**Objectif A:**
Trouvez chaque ligne qui contient la chaîne "sand" et recopiez-la.

**Document:**
....................

Les signaux contradictoires se multiplient

L'analyse des dernières tendances le montre: la planification à long terme devient de plus en plus difficile pour certains fournisseurs d'électricité européens. L'Allemagne va maintenant jusqu'à s'opposer au captage et stockage du CO2 (CSC), une technologie pourtant respectueuse du climat.

24 oct. 2011

Voici une nouvelle époustouflante qui nous vient une fois de plus d'Allemagne. Le Bundesrat, c'est-à-dire la chambre des Länder au parlement allemand, vient de bloquer une loi sur le stockage souterrain du dioxyde de carbone (CO2). L'Allemagne encourt ainsi non seulement la perte de subventions de l'UE mais aussi une procédure pour non-respect des traités européens.

La technologie dite de captage et stockage du carbone (CSC) est la condition d'une exploitation des centrales au charbon respectueuse du climat. Jusqu'à présent, le CSC était considéré dans le monde entier comme une technologie avancée de protection climatique. Des voix – dont celle de Greenpeace – s'élèvent toutefois contre le CSC, de crainte que la masse de carbone injectée dans le sous-sol ne pollue les eaux souterraines. D'autres organisations environnementales n'approuvent le CSC qu'à petite échelle, par exemple pour la production d'acier et de ciment. Les avis concernant la dimension géographique du CSC sont eux aussi déconcertants. Ainsi, lors de l'émission télévisée «Nano», un représentant du WWF s'est clairement exprimé contre l'utilisation du CSC en Allemagne sans toutefois l'exclure ni en Chine ni dans d'autres pays émergents. Motif: une production d'électricité climatiquement neutre est selon lui possible en Allemagne avec les seules énergies renouvelables, sans centrales au charbon.

....................

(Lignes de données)
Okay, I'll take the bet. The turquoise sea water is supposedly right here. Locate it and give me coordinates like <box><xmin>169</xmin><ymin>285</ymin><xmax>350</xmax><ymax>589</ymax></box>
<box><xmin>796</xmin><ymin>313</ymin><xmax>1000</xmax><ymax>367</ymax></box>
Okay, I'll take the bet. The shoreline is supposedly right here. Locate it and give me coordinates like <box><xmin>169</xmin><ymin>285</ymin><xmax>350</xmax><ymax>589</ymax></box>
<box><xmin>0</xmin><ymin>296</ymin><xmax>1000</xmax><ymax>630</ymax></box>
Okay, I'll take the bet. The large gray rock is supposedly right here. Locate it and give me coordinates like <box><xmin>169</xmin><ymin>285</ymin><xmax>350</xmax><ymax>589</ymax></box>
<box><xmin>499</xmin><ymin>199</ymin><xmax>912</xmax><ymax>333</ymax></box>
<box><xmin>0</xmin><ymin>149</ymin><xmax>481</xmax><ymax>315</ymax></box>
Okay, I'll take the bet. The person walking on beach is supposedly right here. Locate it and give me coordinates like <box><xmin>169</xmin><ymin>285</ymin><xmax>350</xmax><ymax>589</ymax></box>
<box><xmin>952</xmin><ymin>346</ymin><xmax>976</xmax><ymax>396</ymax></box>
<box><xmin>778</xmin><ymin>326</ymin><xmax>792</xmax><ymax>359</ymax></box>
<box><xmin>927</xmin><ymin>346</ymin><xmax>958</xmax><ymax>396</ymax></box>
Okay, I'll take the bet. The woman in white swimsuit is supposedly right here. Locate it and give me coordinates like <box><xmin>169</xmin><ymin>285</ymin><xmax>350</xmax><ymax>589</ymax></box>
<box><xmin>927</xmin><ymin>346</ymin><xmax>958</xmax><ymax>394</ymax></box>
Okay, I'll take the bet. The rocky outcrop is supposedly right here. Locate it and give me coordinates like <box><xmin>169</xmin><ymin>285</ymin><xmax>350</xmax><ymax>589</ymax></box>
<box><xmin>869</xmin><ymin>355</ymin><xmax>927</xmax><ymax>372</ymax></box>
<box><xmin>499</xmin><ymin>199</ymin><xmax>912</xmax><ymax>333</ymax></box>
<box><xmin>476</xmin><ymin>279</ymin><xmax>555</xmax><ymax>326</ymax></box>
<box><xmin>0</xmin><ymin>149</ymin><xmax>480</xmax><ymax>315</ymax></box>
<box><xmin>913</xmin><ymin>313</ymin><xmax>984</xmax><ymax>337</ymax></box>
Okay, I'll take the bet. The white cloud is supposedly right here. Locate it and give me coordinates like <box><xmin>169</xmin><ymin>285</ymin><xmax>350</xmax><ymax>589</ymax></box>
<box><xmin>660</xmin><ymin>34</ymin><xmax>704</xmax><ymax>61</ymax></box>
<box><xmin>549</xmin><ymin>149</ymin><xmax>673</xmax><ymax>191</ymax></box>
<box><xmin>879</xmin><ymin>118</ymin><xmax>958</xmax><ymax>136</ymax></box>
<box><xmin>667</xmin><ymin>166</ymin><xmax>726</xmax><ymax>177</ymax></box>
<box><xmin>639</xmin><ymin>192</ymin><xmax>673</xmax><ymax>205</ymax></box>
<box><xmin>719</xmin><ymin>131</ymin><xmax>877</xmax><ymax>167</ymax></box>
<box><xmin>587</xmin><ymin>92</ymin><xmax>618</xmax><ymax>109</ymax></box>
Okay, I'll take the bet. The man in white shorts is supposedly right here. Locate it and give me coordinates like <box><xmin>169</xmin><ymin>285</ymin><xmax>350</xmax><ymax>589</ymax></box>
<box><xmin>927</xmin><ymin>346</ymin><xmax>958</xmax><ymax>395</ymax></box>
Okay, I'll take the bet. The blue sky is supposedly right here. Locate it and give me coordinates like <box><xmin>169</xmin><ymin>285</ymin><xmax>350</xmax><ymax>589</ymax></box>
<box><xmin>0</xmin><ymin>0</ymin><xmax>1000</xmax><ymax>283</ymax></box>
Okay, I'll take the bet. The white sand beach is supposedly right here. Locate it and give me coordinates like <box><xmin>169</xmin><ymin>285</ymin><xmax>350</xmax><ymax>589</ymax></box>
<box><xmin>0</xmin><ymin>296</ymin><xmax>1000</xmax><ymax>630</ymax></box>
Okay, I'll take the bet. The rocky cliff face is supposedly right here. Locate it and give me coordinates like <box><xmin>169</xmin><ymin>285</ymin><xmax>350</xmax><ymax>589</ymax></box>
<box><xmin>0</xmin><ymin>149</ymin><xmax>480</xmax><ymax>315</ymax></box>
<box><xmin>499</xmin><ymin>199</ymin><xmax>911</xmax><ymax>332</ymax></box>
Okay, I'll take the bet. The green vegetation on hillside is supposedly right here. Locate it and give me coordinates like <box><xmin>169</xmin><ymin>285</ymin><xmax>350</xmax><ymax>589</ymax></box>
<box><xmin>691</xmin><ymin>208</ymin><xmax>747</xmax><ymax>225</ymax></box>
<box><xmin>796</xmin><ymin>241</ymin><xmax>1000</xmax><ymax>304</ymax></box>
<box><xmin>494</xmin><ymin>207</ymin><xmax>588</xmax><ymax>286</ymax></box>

....................

**Objectif B:**
Rédigez la suite de l'article sur le captage et stockage du CO2 en Allemagne, en reprenant après sa dernière phrase.

**Réponse rédigée A:**
Okay, I'll take the bet. The white sand beach is supposedly right here. Locate it and give me coordinates like <box><xmin>169</xmin><ymin>285</ymin><xmax>350</xmax><ymax>589</ymax></box>

**Réponse rédigée B:**
Dans le domaine du nucléaire, les signaux contradictoires et une certaine confusion persistent. Tant la presse imprimée que les médias en ligne ont fait état, sans la moindre ambigüité, du virage énergétique pris par la plus grande entreprise industrielle allemande. Concrètement, le patron de Siemens, Peter Löscher, a annoncé dans une interview accordée au «Spiegel» que le groupe renonçait définitivement à son activité dans le nucléaire et que le projet de coentreprise avec le consortium russe Rosatom était abandonné. On aurait cependant tort de croire que Siemens restera désormais en dehors des projets de centrales nucléaires. Le groupe allemand ne participera certes pas à la construction de centrales complètes, mais il fournira des composants tels que les turbines à vapeur.

Avant Fukushima, Peter Löscher avait été très clair: «Nous voyons l'énergie nucléaire comme un marché de croissance international auquel nous voulons prendre part». Le PDG de Siemens soulignait que le groupe avait inscrit la protection de l'environnement dans sa stratégie et qu'électricité nucléaire et technologie verte ne s'excluaient pas. «Pour améliorer la protection du climat, nous avons besoin d'un large mix énergétique» ajoutait-il, précisant que Siemens était la seule entreprise au monde à couvrir l'ensemble de la chaîne énergétique. Dans une interview donnée au quotidien «Die Welt» en 2009, il avait en outre indiqué que le changement climatique constituait à ses yeux le défi majeur et le plus exigeant que l'humanité eût à relever.

La confusion règne également au niveau du calcul des coûts. En Allemagne, l'abandon du nucléaire entraînera une hausse marquée du prix de l'électricité. Le courant renchérira d'au moins 32 milliards d'euros (CHF 39 mia.) d'ici 2030, a indiqué la «Handelsblatt», se référant aux résultats d'une étude commandée par le ministère allemand de l'Economie. Ce calcul ne prend toutefois pas en compte les coûts supplémentaires induits par exemple par le développement accéléré des énergies renouvelables, le renforcement des réseaux ou le durcissement des objectifs climatiques. Le groupe bancaire allemand KfW a pour sa part calculé que la réorientation énergétique de l'Allemagne pourrait coûter 250 milliards d'euros (CHF 307 mia.) au total.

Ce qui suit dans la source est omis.